**Auszug der Zeilen**

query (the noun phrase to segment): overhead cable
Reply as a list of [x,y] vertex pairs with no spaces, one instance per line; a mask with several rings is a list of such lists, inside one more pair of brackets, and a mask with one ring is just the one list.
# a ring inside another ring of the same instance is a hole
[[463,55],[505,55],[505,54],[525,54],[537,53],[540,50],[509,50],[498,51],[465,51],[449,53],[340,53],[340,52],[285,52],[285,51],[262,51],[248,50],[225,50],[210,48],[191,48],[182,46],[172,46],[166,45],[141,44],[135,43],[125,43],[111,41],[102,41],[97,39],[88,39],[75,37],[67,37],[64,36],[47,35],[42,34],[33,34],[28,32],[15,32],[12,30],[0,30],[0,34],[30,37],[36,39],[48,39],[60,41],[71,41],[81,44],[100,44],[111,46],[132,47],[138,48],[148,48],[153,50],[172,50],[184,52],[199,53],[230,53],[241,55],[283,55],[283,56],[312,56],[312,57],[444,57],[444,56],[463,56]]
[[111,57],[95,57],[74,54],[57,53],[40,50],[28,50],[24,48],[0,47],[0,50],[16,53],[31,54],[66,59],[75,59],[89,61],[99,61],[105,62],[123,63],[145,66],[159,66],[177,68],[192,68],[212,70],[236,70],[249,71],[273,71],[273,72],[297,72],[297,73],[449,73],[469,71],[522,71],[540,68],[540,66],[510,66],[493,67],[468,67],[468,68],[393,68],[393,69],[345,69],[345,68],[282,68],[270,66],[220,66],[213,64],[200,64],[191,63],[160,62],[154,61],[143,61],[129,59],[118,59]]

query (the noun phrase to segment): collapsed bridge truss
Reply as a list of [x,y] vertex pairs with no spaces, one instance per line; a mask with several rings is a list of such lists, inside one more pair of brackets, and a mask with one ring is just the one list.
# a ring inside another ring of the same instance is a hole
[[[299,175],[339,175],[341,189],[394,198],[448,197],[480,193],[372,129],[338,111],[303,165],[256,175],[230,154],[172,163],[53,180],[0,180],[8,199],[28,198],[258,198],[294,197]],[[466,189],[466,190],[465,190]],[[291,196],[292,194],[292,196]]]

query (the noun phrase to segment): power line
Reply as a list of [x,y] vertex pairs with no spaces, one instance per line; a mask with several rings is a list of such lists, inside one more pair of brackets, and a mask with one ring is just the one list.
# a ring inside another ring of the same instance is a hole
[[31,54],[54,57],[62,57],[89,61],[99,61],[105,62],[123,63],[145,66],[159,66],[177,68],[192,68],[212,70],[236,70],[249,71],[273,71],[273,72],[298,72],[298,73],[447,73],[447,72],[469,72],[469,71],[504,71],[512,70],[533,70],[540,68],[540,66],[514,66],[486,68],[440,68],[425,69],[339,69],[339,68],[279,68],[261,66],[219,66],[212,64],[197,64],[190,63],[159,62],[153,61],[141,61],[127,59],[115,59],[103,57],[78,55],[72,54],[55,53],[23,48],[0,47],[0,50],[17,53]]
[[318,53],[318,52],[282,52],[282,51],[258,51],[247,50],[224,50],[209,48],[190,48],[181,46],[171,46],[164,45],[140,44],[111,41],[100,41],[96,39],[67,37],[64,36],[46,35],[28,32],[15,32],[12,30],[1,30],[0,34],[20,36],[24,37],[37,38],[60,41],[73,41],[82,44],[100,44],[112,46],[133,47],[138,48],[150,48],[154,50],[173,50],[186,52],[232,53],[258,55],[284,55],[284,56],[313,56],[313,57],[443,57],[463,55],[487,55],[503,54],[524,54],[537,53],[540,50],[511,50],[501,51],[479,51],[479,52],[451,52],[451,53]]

**Zu erstellen**
Gib den Abschnitt, der mit der Zeile beginnt, die „query (the noun phrase to segment): collapsed“ enthält, und mit dem Ende der Zeilen schließt, samt den Anweisungen vollständig wieder; beide Enden gehören dazu. Multipliziere dabei jede Koordinate in den Antworten mit 2,05 und runde auf ganze Zahlen, Hälften aufwärts.

**Erwartete Antwort**
query (the noun phrase to segment): collapsed bridge truss
Reply as a list of [x,y] vertex pairs with no spaces, one instance per line; a mask with several rings is a list of such lists, inside one more pair of brackets, and a mask with one ring is just the one list.
# a ring inside another ring of the same instance is a hole
[[[613,359],[695,359],[699,387],[808,406],[918,404],[984,396],[763,264],[693,228],[621,338],[525,359],[472,316],[353,334],[109,369],[0,369],[16,408],[57,406],[529,406],[603,404]],[[955,387],[955,390],[953,390]],[[597,402],[599,398],[599,402]]]

query (the noun phrase to segment): power line
Reply as a list of [x,y] vertex pairs with no spaces, one instance per line; a mask with several rings is a list of such lists, inside one more pair of brackets, and a mask with one ring is just the one list.
# a ring inside another ring of the same instance is a hole
[[64,111],[111,117],[127,117],[182,125],[203,125],[215,127],[252,129],[297,135],[326,135],[363,139],[394,139],[435,144],[484,144],[510,146],[560,146],[560,148],[611,148],[611,150],[916,150],[916,148],[961,148],[961,146],[1033,146],[1050,144],[1093,144],[1107,139],[1107,135],[1054,135],[996,139],[902,139],[871,141],[695,141],[695,139],[572,139],[535,135],[449,135],[435,131],[404,131],[390,129],[326,127],[314,125],[289,125],[260,121],[236,121],[211,117],[160,113],[148,111],[113,109],[47,98],[0,96],[0,103],[35,109]]
[[652,109],[652,107],[578,107],[578,105],[529,105],[506,103],[459,103],[428,98],[390,98],[371,94],[351,94],[336,92],[287,90],[228,84],[205,84],[197,80],[137,76],[131,74],[94,72],[57,66],[31,66],[25,62],[2,62],[0,70],[41,74],[49,76],[76,78],[123,84],[150,84],[168,90],[205,90],[230,94],[273,96],[283,98],[308,98],[316,103],[355,103],[381,107],[476,109],[529,113],[582,113],[582,115],[642,115],[642,117],[908,117],[949,113],[998,113],[1031,111],[1074,111],[1101,109],[1107,103],[1048,103],[1027,105],[982,105],[982,107],[925,107],[925,109]]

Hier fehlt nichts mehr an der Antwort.